Given request >> Starting with the line that contains "[locate] woman's hair (one point each)", reproduce each line through the end of the entries exactly as written.
# # # #
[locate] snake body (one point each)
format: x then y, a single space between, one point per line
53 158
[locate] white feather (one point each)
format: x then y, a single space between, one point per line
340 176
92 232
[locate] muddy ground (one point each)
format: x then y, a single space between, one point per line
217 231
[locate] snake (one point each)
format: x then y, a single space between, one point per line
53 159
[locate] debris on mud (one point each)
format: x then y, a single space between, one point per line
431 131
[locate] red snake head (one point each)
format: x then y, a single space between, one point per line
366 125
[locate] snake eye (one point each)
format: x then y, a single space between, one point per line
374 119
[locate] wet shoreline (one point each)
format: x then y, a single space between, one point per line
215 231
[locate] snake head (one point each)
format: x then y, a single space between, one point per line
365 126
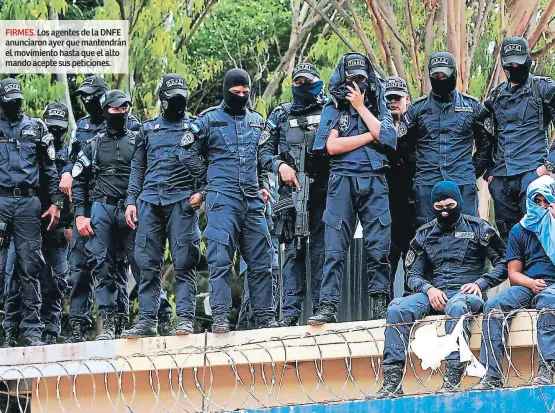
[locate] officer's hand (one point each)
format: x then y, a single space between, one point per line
69 234
542 170
538 286
131 216
288 175
84 226
355 97
265 194
471 288
438 299
54 213
65 184
196 201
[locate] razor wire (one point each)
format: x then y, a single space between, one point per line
260 373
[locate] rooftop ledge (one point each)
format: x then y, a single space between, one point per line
239 370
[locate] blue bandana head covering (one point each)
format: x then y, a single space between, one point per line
539 220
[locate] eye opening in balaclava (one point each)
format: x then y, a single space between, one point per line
234 103
447 217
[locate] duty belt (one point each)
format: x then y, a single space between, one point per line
111 200
17 192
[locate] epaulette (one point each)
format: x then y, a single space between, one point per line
469 96
211 109
426 226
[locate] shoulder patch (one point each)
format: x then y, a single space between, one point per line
264 136
77 169
402 131
187 138
469 96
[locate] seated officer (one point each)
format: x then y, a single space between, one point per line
531 261
446 267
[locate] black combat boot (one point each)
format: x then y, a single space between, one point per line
76 333
454 371
265 321
49 338
289 321
32 341
325 314
379 306
108 326
10 338
185 327
165 325
488 383
220 323
139 331
121 324
545 373
392 379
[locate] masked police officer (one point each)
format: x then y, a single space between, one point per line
90 92
356 130
54 274
454 248
531 261
101 175
163 191
286 148
443 128
226 137
522 108
400 177
27 152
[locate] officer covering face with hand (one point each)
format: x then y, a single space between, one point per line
220 153
101 175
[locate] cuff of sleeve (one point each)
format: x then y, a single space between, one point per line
131 200
275 166
483 284
80 211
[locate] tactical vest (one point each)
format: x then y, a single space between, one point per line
299 132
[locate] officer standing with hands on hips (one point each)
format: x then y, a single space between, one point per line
101 175
286 141
521 108
442 129
27 152
163 192
226 137
357 130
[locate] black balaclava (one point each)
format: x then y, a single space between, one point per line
515 50
11 111
443 62
447 218
234 104
93 107
173 96
59 133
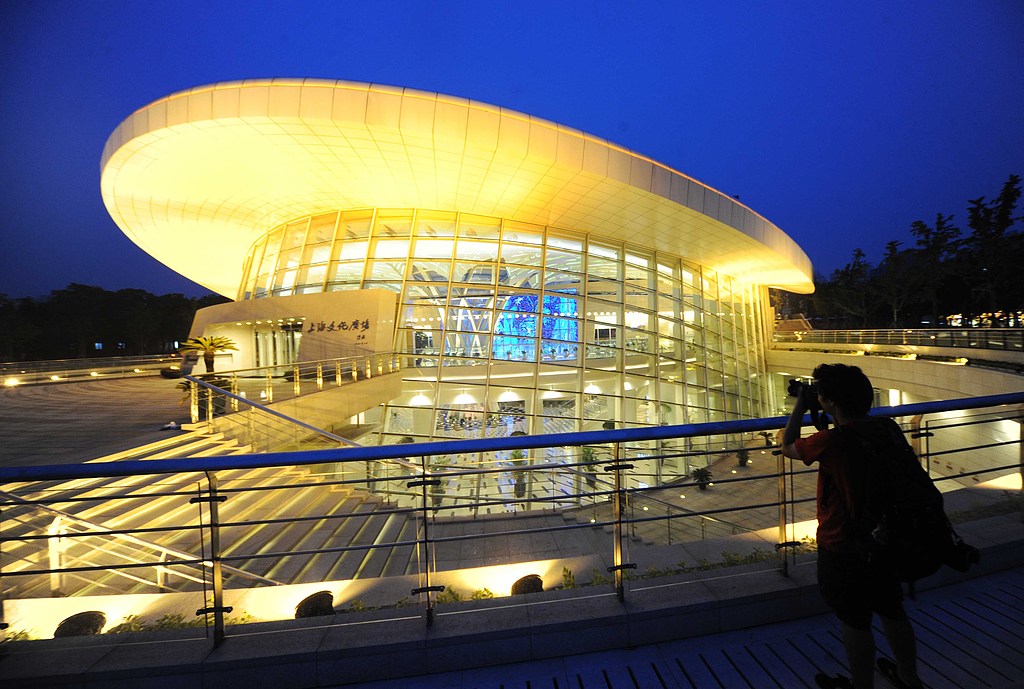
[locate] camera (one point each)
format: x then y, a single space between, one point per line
806 391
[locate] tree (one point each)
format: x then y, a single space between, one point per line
208 346
992 254
894 284
849 289
935 259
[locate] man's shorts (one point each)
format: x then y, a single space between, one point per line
854 592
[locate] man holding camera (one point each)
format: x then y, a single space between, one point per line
852 589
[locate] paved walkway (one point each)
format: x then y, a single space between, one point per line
970 636
75 422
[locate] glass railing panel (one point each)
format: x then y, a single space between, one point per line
474 517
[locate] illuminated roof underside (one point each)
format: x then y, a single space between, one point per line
196 177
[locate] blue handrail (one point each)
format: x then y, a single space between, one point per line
313 457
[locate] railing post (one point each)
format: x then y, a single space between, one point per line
194 401
57 546
217 608
209 407
617 504
427 549
782 543
233 389
1020 456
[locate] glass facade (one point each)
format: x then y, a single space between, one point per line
507 327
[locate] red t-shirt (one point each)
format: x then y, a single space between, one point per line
835 491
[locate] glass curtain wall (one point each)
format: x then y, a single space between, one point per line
510 327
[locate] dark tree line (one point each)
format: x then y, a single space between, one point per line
974 271
70 323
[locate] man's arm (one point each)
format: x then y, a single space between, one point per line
792 431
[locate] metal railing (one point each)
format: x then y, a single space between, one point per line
68 371
1001 339
604 512
224 391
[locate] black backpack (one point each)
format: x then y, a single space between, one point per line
899 523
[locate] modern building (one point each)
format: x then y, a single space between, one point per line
530 276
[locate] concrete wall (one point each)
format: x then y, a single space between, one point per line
919 380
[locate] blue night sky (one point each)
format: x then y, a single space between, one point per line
842 123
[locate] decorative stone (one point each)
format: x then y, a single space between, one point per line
530 584
81 625
315 605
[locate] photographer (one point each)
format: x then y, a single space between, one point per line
851 589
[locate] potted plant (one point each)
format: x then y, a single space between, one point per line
208 346
589 456
518 458
702 476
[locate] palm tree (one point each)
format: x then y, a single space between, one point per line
208 347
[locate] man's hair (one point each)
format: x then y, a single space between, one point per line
847 386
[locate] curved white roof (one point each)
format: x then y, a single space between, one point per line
196 177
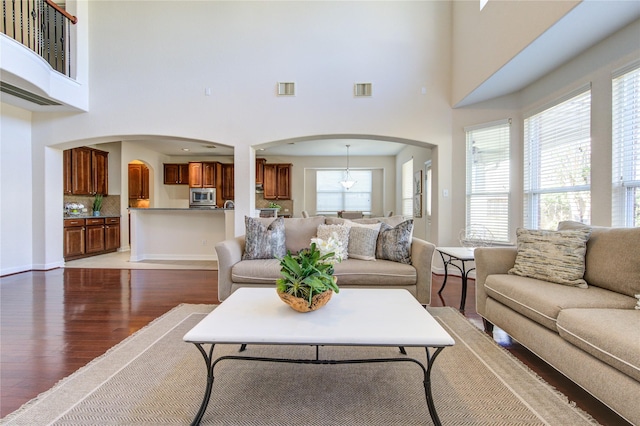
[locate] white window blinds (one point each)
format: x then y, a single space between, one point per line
557 164
488 190
626 148
407 188
331 196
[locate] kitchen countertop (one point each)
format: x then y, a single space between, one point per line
88 216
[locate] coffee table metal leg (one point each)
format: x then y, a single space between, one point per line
207 393
427 386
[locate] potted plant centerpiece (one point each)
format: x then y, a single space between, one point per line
307 281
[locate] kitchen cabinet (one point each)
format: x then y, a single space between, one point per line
227 182
138 181
111 234
202 175
86 171
90 236
73 238
260 170
176 173
277 181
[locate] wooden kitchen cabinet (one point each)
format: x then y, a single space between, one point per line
94 235
111 234
90 236
202 175
86 171
176 173
138 181
277 181
228 190
73 238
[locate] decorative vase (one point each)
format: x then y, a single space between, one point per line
302 305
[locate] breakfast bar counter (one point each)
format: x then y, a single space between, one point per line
178 233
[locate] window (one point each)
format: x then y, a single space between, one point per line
332 197
407 188
488 190
557 163
626 148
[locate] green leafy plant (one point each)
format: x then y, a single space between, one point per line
306 274
97 203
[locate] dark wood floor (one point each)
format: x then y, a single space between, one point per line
54 322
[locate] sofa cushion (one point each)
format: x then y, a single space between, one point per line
362 241
380 272
542 301
611 335
394 243
613 258
349 272
264 241
554 256
298 231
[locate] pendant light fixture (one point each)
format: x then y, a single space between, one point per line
347 182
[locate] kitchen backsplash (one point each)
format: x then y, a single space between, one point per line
110 203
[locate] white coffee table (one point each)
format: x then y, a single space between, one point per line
353 317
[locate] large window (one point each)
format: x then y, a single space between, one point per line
333 197
557 163
626 147
488 191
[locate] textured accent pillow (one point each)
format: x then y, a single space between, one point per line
340 232
554 256
362 241
262 241
394 243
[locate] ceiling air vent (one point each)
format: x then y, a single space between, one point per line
362 89
23 94
286 89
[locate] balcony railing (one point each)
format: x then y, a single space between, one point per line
42 26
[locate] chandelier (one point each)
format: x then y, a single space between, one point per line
348 181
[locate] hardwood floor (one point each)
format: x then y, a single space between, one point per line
54 322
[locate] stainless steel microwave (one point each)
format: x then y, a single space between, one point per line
202 197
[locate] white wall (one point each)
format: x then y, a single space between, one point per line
16 183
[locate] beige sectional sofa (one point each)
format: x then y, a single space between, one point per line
591 335
234 272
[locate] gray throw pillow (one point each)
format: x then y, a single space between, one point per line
554 256
264 242
394 243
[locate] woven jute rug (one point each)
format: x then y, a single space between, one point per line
154 378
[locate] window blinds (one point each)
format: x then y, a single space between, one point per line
557 164
626 147
488 189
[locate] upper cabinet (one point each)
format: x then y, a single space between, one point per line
85 171
277 181
176 173
202 175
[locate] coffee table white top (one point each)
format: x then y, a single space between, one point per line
354 317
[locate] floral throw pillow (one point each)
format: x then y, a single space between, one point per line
394 243
554 256
262 241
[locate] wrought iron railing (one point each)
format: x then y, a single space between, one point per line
43 26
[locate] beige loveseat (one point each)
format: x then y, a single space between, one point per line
590 335
234 273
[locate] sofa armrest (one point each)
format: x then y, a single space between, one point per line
421 257
229 253
491 260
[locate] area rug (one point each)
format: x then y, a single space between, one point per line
154 378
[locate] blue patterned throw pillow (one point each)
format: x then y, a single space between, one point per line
264 242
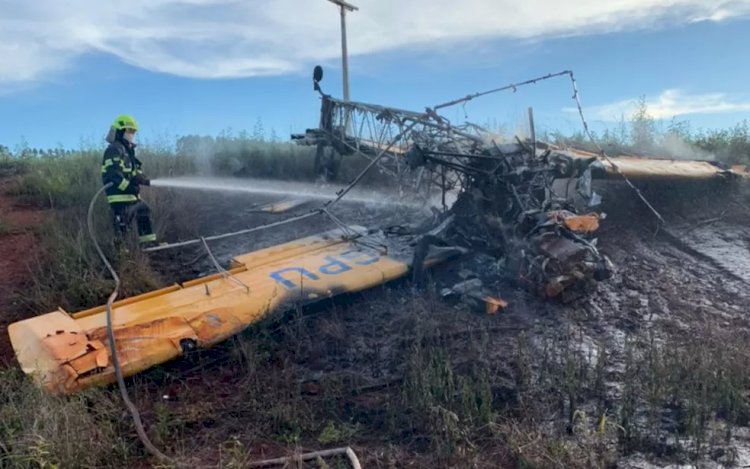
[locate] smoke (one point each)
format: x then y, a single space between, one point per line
676 147
284 188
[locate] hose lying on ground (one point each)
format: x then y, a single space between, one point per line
111 338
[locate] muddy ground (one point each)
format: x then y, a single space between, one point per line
349 362
350 357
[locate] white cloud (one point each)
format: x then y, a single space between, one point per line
237 38
670 103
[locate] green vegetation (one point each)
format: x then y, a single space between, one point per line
551 402
641 134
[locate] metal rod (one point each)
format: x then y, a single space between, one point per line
354 182
344 53
314 455
532 131
224 273
512 86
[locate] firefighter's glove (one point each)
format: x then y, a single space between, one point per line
141 180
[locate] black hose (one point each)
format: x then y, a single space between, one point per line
111 338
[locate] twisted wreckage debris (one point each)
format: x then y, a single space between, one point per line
511 199
507 202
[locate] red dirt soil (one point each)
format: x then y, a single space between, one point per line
17 245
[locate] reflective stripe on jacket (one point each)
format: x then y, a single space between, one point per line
120 166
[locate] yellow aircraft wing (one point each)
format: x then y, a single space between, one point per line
65 353
641 168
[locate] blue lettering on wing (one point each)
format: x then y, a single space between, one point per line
278 276
333 267
360 256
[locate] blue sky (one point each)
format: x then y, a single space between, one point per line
207 66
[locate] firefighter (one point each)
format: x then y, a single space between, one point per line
123 170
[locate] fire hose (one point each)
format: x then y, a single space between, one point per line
133 410
111 339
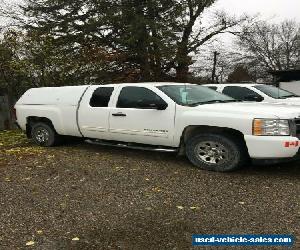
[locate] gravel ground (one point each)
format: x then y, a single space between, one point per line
82 196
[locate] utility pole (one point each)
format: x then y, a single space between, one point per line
213 75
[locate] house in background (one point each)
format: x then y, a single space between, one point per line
287 79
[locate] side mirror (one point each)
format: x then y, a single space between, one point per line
253 98
159 105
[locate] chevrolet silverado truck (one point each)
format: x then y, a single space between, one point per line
213 130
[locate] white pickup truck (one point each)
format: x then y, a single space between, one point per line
215 131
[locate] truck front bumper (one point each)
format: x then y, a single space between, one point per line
272 147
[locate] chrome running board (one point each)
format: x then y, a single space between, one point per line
132 146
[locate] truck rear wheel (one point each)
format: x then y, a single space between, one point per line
216 152
44 135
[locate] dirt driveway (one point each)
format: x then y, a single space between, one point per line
82 196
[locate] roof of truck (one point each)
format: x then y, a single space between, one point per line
233 84
143 83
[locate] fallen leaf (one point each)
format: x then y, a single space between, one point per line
30 243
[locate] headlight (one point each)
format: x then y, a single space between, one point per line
269 127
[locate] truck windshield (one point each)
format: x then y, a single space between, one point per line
274 92
193 95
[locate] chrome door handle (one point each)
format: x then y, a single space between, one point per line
119 114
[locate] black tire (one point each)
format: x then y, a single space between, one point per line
44 135
216 152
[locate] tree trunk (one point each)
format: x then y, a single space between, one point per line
183 63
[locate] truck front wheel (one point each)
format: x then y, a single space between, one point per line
44 135
216 152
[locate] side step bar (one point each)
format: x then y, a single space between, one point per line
132 146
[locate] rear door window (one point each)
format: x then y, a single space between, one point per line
101 97
137 98
239 93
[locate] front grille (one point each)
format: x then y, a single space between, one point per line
297 121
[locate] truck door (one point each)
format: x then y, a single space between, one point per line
93 113
141 115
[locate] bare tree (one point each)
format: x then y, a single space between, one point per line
272 46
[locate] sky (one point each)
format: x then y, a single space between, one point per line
273 10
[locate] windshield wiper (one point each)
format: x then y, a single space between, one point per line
287 96
211 102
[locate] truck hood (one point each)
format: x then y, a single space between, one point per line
256 110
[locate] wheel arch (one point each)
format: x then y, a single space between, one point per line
193 130
31 120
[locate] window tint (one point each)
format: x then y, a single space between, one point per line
212 87
101 97
240 93
191 95
274 92
137 97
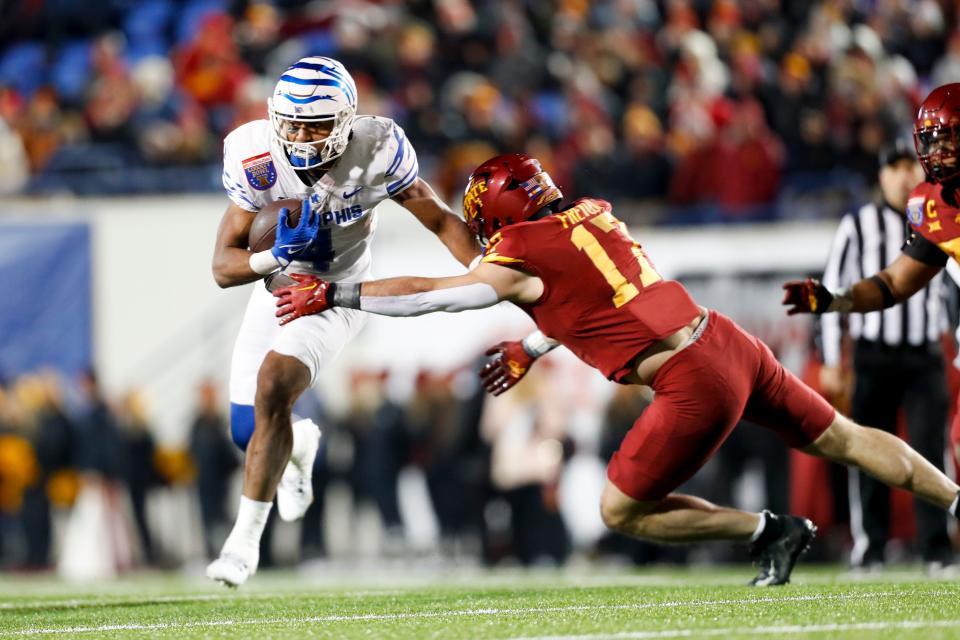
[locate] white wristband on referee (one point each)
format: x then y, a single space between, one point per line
264 262
536 344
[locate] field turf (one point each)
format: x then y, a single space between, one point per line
417 604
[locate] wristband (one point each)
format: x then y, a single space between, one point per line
536 344
345 294
263 262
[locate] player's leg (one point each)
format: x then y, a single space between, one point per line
700 395
926 403
784 404
280 382
877 396
885 457
675 518
298 353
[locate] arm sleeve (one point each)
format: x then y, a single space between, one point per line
836 274
472 296
403 169
919 248
235 182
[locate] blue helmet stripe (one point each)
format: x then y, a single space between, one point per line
318 67
320 82
323 68
309 100
331 71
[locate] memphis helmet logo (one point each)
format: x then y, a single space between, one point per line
541 187
471 199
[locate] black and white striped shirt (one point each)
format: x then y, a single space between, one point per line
866 242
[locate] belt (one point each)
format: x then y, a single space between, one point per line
697 332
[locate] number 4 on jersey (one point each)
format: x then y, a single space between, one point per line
623 290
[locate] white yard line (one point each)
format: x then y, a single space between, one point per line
112 599
496 612
727 632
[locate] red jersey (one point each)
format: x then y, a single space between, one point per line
602 298
936 222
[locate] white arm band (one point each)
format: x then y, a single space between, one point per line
263 262
452 300
536 344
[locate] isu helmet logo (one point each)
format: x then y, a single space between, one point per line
471 198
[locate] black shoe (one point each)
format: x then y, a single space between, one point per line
777 557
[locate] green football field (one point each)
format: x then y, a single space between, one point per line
418 603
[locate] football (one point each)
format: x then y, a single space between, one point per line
263 231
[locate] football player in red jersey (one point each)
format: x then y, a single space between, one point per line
589 286
933 211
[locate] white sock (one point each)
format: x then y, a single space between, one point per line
760 527
251 519
303 434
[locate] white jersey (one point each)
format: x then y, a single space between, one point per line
378 164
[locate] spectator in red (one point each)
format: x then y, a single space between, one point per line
209 68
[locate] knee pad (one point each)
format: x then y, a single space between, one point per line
241 424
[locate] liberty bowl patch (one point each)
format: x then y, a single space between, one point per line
915 211
261 174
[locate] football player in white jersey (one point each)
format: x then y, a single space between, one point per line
314 148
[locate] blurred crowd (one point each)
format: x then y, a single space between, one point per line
514 479
414 467
694 102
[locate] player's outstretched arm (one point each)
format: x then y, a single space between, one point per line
421 200
894 284
407 296
231 258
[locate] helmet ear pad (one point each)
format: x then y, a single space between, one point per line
936 133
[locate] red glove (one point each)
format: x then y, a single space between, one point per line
305 298
509 364
806 296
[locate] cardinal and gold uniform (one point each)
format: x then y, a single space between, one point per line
604 300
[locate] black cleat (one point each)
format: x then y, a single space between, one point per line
777 557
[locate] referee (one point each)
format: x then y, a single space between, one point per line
897 360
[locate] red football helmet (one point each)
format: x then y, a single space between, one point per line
936 133
505 190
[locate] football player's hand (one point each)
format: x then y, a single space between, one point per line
806 296
292 242
509 364
305 298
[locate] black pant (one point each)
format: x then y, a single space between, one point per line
888 379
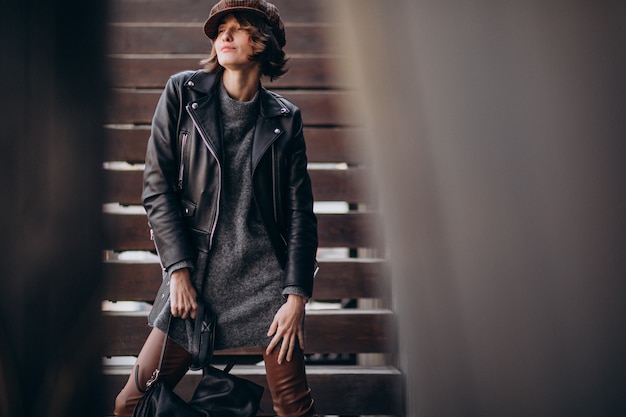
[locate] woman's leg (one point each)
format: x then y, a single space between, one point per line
175 364
287 384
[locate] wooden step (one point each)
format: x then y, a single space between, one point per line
343 278
319 108
189 38
350 230
197 11
327 331
153 71
337 390
347 185
128 143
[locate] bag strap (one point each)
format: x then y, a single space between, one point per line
155 374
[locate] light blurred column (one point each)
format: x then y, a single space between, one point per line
498 136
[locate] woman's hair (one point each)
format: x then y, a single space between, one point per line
265 47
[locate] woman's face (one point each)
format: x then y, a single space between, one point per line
233 46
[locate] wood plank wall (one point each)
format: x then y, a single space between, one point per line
148 41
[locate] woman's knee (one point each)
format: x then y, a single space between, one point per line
125 401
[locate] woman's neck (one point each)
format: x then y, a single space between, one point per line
241 85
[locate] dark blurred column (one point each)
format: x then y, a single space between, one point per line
51 100
498 134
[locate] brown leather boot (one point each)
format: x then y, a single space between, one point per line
287 384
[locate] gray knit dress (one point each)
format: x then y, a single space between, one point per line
# # # #
Response to the exercise >>
[locate] woman's hair (one point each)
format: x then y, a single space between, one point per line
265 47
[locate] woman's face (one point each)
format: x then y, a single space between, one point per line
233 46
[locate] wood plank wall (one point each)
format: x then y, a single space between, one point per line
148 41
[locate] woman's knee (one point each)
format: x then y, a single space between, one point per line
125 401
[locate] woman's neck (one point each)
format: x then y, a single space between, one point per line
241 85
[locate] dark blurred column (one point each)
format: x then y, a single space between, one point per line
51 100
498 134
[locate] brown leather boot (one point each)
format: x then y, a single space between, one point per line
287 384
[locate] gray knit dress (one point each)
format: x then y, a single space between, one point per line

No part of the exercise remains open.